Saved data entries

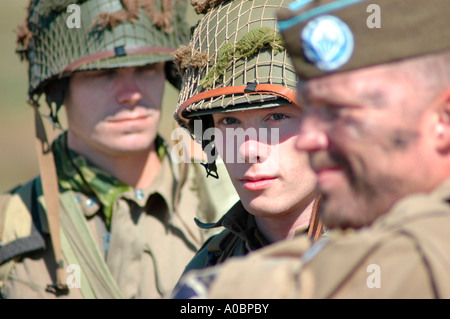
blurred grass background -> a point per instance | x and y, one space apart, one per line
18 159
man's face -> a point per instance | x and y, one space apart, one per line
114 112
270 175
367 141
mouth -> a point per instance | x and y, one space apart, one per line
256 183
128 117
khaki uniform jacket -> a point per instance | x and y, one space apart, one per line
240 236
142 256
404 254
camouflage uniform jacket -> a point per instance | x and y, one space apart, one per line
139 251
240 236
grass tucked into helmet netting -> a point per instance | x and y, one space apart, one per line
185 57
256 40
130 13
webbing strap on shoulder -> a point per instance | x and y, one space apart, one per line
3 201
315 224
50 190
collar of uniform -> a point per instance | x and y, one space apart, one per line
241 223
163 184
96 189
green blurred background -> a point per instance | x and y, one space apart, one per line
18 159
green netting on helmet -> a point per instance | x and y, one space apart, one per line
234 44
110 34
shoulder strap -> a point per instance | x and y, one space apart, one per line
18 231
4 198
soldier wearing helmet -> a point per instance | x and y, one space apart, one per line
239 85
109 216
377 131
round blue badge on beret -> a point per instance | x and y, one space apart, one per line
328 42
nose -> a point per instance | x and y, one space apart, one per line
126 88
253 151
312 136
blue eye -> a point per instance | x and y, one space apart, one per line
229 121
278 116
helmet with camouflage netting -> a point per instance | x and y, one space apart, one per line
59 37
235 61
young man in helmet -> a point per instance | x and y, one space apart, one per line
377 130
239 82
113 217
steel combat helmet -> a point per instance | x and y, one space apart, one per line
59 37
235 60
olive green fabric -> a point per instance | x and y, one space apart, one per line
327 36
235 43
50 39
76 173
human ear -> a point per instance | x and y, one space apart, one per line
442 122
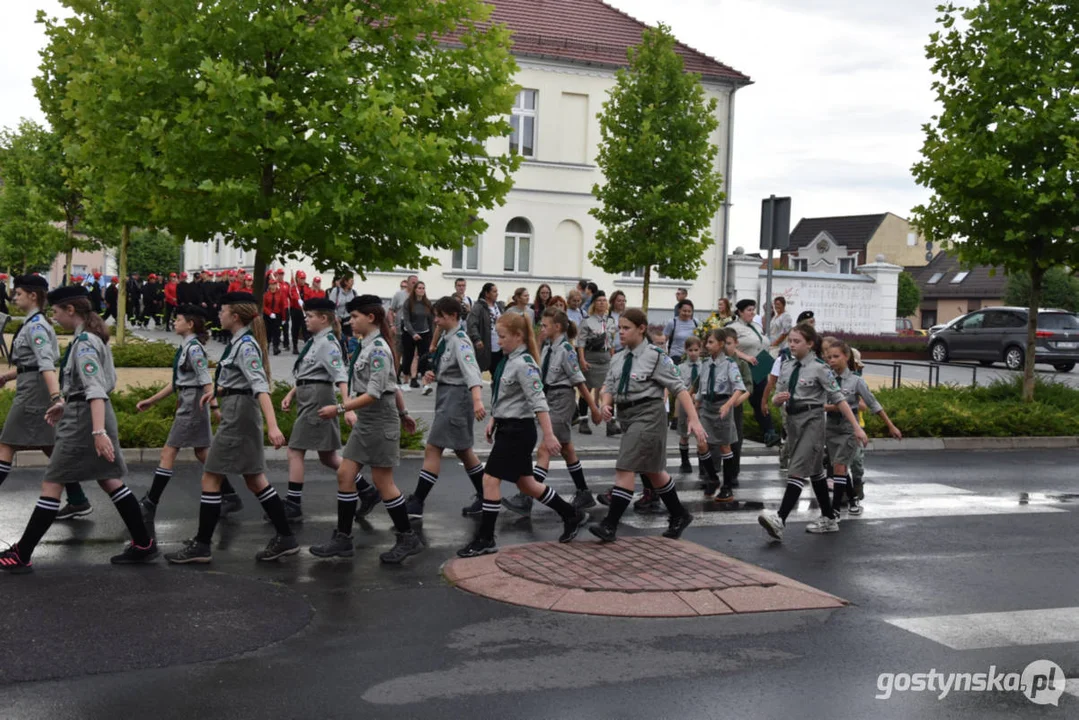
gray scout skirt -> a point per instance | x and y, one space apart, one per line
310 432
562 405
643 446
191 425
453 425
599 363
26 426
376 437
74 459
237 448
805 434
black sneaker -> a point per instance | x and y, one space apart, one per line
477 547
583 500
519 503
135 555
414 507
476 510
408 544
604 532
278 547
678 525
572 527
192 552
340 545
70 512
10 561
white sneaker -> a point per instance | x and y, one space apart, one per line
773 525
822 526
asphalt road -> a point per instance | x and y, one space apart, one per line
944 535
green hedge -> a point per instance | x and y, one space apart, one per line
150 429
995 410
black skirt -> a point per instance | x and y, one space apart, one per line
511 456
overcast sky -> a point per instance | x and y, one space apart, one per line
833 119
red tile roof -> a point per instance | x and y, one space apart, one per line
589 31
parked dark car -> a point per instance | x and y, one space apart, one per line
998 335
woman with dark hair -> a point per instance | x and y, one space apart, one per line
87 447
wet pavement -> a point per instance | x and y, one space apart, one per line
961 561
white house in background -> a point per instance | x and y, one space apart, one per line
568 52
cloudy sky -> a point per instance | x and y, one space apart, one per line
833 119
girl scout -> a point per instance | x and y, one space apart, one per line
376 435
242 384
317 369
842 445
517 405
560 375
720 390
35 353
806 385
639 375
194 396
86 438
458 401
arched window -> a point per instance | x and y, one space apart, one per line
518 246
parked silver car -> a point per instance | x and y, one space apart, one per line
998 335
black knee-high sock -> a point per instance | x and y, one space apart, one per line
794 487
161 478
127 506
577 473
476 476
398 513
41 519
274 510
346 508
209 513
552 500
669 496
424 485
619 501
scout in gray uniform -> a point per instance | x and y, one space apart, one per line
194 397
242 384
638 378
459 401
720 390
842 445
806 385
318 368
517 405
374 440
33 354
86 444
560 375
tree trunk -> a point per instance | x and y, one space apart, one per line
1037 273
122 285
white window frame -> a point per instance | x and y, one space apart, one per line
520 112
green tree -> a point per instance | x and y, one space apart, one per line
1001 159
910 296
1059 289
661 189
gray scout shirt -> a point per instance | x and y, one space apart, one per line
454 363
559 366
816 384
35 344
726 380
241 365
651 371
190 366
321 360
87 367
372 368
518 390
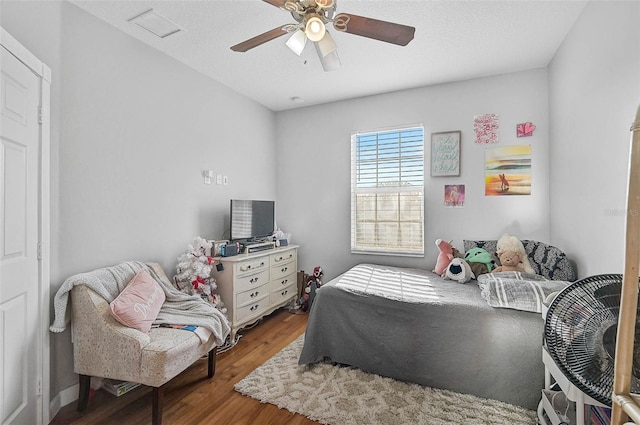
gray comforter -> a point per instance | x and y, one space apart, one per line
411 325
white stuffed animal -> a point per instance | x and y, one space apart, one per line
459 270
509 243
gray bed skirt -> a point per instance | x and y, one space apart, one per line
457 342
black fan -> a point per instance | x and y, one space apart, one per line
580 333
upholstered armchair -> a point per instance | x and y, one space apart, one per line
104 347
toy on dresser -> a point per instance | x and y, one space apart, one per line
312 283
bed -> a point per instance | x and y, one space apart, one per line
412 325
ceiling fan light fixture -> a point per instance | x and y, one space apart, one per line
314 28
326 45
331 61
324 4
297 41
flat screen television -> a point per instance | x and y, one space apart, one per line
251 219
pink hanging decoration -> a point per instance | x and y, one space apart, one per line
486 128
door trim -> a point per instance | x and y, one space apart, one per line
44 231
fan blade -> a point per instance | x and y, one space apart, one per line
258 40
374 28
276 3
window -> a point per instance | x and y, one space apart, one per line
387 192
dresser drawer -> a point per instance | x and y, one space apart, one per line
281 270
250 281
251 266
252 295
284 294
283 282
283 258
252 309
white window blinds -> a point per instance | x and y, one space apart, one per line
387 192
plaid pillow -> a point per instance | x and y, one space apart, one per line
546 260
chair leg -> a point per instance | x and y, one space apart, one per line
211 361
83 396
156 405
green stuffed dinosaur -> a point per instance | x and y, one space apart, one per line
480 261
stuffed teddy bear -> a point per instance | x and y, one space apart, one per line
480 261
510 262
459 270
447 253
512 255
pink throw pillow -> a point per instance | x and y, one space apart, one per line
138 305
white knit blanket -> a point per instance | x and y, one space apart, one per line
179 308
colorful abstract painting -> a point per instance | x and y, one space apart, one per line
508 170
454 195
486 128
525 129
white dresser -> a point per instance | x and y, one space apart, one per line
254 285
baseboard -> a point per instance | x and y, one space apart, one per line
64 397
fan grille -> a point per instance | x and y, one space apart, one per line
580 331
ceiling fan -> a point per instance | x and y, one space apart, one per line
312 17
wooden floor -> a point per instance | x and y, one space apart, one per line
190 398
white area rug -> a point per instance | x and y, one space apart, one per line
339 395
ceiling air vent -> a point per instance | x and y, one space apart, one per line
156 24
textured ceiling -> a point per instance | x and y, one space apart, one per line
454 40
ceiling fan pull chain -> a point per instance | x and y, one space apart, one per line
340 22
294 7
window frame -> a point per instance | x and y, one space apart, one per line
404 185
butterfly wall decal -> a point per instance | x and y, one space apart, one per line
525 129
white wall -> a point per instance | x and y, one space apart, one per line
132 130
314 173
594 86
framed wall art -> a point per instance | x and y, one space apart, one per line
445 153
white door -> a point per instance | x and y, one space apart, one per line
20 304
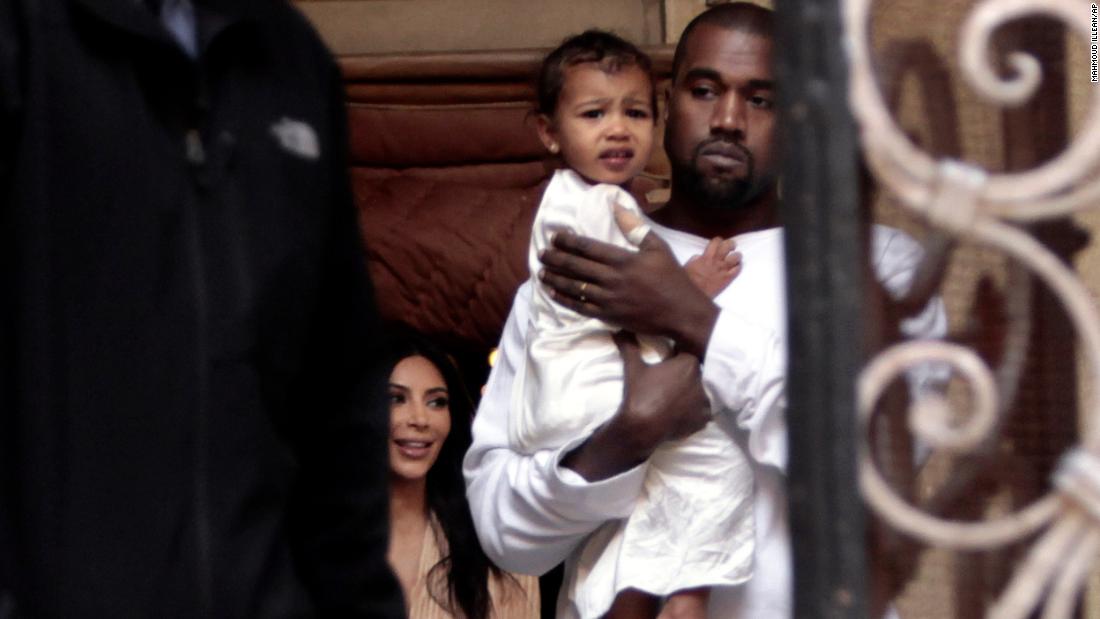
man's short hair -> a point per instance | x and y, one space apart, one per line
743 17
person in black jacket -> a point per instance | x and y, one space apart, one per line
185 320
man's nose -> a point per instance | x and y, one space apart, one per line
729 114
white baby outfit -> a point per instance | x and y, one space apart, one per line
692 526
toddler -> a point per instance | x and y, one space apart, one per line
692 528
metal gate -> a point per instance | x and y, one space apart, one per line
1002 519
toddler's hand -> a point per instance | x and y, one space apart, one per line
715 267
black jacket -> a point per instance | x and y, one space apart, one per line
190 423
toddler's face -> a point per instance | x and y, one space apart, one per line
604 122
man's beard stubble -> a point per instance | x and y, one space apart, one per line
729 194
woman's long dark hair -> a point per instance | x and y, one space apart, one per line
463 573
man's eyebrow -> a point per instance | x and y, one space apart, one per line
703 73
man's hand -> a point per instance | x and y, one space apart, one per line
660 402
715 267
645 291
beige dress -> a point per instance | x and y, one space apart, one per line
515 597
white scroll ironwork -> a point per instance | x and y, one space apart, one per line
983 208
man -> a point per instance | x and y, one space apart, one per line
190 421
534 511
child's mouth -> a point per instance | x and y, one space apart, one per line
616 158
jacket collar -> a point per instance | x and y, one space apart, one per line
132 17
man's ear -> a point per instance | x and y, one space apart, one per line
545 128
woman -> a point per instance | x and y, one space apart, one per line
432 545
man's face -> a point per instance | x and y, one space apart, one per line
722 118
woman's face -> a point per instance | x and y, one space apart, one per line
419 417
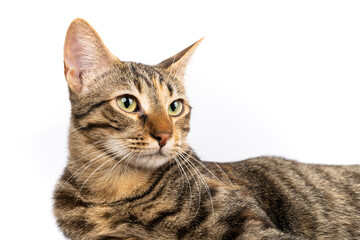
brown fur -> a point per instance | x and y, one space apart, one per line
123 182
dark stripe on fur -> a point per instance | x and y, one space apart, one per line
141 76
90 126
92 108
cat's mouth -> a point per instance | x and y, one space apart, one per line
158 153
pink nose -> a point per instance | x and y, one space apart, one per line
162 137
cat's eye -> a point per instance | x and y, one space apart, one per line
127 103
176 108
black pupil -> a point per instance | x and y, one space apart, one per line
127 102
174 106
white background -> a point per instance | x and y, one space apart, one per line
270 78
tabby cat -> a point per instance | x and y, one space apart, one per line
132 175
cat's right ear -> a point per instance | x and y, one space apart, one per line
84 53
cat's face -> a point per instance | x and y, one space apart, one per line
132 112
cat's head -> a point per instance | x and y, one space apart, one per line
128 110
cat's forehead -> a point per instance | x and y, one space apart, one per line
152 85
145 80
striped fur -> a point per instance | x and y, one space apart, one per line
120 184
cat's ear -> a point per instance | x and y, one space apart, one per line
176 64
84 52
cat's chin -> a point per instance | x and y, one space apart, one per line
152 160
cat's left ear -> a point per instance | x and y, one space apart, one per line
176 64
84 54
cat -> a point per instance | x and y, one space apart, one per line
132 175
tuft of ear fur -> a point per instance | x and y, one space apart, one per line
84 52
176 64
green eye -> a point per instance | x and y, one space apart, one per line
176 108
127 103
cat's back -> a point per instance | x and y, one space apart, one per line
320 200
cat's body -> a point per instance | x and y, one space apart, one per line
131 174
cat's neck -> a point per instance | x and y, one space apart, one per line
102 182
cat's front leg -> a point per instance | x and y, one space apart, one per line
267 234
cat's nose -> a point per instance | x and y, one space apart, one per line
161 137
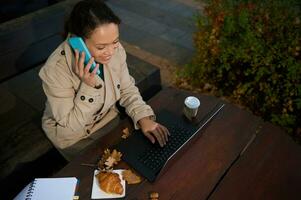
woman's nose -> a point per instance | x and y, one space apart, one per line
110 50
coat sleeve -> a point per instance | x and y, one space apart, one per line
69 109
130 97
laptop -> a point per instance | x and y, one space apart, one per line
151 160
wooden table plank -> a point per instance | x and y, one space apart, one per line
269 169
195 174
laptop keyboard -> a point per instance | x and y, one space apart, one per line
155 157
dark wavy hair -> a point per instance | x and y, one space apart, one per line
87 15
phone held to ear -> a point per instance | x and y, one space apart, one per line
79 44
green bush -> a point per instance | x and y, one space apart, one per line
249 51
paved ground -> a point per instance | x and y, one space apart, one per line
159 32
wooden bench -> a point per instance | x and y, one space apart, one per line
26 43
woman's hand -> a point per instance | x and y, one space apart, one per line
82 71
154 131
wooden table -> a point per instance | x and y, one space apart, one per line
238 156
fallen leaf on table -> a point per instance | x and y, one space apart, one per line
108 159
126 133
130 177
110 162
116 155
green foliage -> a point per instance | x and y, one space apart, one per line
250 52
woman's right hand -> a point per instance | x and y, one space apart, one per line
82 71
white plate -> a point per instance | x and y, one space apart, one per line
97 193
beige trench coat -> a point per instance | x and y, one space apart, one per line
75 110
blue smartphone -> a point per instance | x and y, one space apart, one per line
79 44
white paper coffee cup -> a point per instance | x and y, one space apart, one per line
191 106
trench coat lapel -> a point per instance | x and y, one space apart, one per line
111 81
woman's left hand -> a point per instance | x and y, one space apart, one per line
154 131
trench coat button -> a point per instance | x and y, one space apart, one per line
98 86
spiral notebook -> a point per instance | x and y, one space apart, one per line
49 189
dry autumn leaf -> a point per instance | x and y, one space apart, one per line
108 159
110 162
130 177
126 133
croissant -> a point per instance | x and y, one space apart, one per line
110 182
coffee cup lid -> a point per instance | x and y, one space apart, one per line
192 102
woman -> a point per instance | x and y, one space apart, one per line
80 104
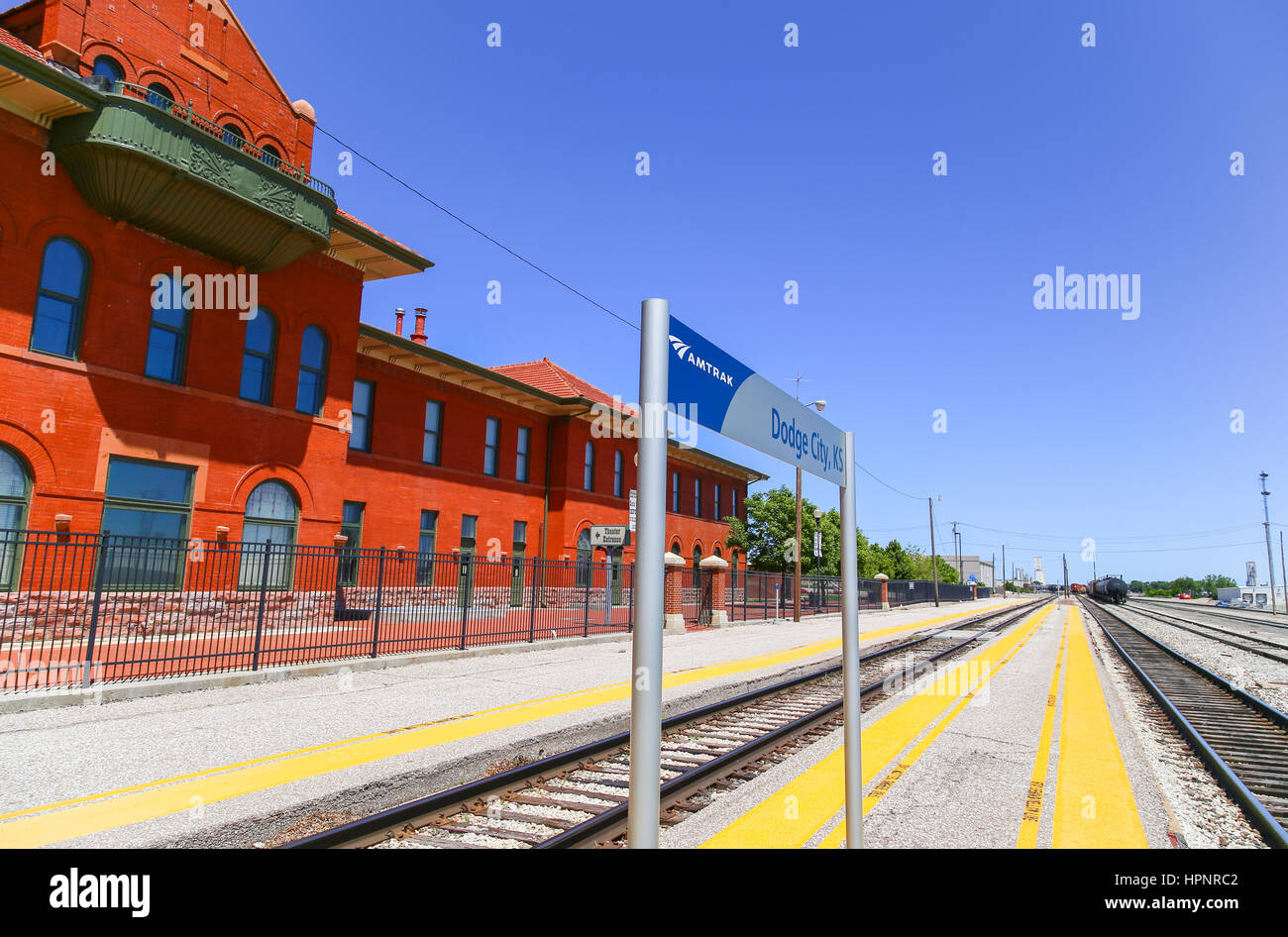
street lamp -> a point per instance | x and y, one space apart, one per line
797 582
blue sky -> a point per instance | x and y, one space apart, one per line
915 292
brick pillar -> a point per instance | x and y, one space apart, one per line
674 591
719 571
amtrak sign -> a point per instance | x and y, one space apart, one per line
722 394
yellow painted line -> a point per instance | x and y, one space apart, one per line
81 816
1031 817
795 812
1094 802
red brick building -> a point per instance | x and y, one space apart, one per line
245 400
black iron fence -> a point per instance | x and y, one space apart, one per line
84 609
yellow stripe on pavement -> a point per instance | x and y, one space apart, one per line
1031 817
797 811
1094 800
91 813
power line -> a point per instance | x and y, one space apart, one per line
397 177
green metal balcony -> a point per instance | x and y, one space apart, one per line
160 166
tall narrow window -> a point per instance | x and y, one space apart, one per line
585 557
55 329
425 547
167 339
520 459
351 525
310 391
588 476
146 511
14 493
271 516
432 451
492 447
364 404
258 357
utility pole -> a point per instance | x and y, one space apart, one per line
1270 555
934 558
1283 568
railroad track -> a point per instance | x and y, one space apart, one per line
1194 628
1258 618
1241 739
579 798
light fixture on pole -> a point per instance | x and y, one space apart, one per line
1270 555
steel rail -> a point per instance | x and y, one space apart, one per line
374 829
1252 806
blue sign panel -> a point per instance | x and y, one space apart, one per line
716 390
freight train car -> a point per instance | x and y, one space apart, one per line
1108 588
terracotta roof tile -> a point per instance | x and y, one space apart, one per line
548 376
14 43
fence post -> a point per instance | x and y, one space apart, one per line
88 675
380 592
585 601
532 602
465 574
263 601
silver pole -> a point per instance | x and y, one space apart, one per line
642 825
850 657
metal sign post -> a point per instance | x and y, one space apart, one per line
644 802
850 657
713 389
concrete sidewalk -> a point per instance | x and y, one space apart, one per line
237 765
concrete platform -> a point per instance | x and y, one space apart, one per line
1028 747
231 766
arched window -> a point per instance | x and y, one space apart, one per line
55 329
107 67
14 493
233 136
310 392
258 357
585 557
271 516
167 339
160 95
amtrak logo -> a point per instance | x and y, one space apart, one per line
700 364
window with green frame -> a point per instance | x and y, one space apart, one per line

Exercise aim: Beginning at the line that holds "steel rail ->", reproduce the lines exactly up to and including the final line of the entries.

Response area:
steel rail -> a point per instance | x and y, one space apart, one per line
374 829
1252 806
blue sign panel -> a point per instance | x and y, one space apart, one per line
716 390
freight train car -> a point per instance | x and y, one space apart, one per line
1108 588
terracotta roof tile -> a point per instance | x and y, one space apart, one per line
548 376
14 43
fence post -> a point per instance | x and y, one space apart, one per line
88 675
380 592
585 601
532 602
465 574
263 601
silver pole -> a point per instance | x and y, one space apart, one per line
642 825
850 657
metal sign post -> a point per instance | x and y, one space apart, one per line
644 802
850 657
713 389
concrete sidewalk -> a point per instance | x and y, one space apart, one per line
237 765
concrete platform -> a point per instance | x and y, one space apart, one per line
1028 747
231 766
arched window -> a point per instance | x and y, one space apart, one per line
55 329
107 67
14 493
233 136
310 392
258 357
585 557
271 516
167 339
160 95
amtrak logo -> a point per instance | x and y, one space apart, one per line
700 364
window with green frame -> a point per instance | x and y, one space apart, one per line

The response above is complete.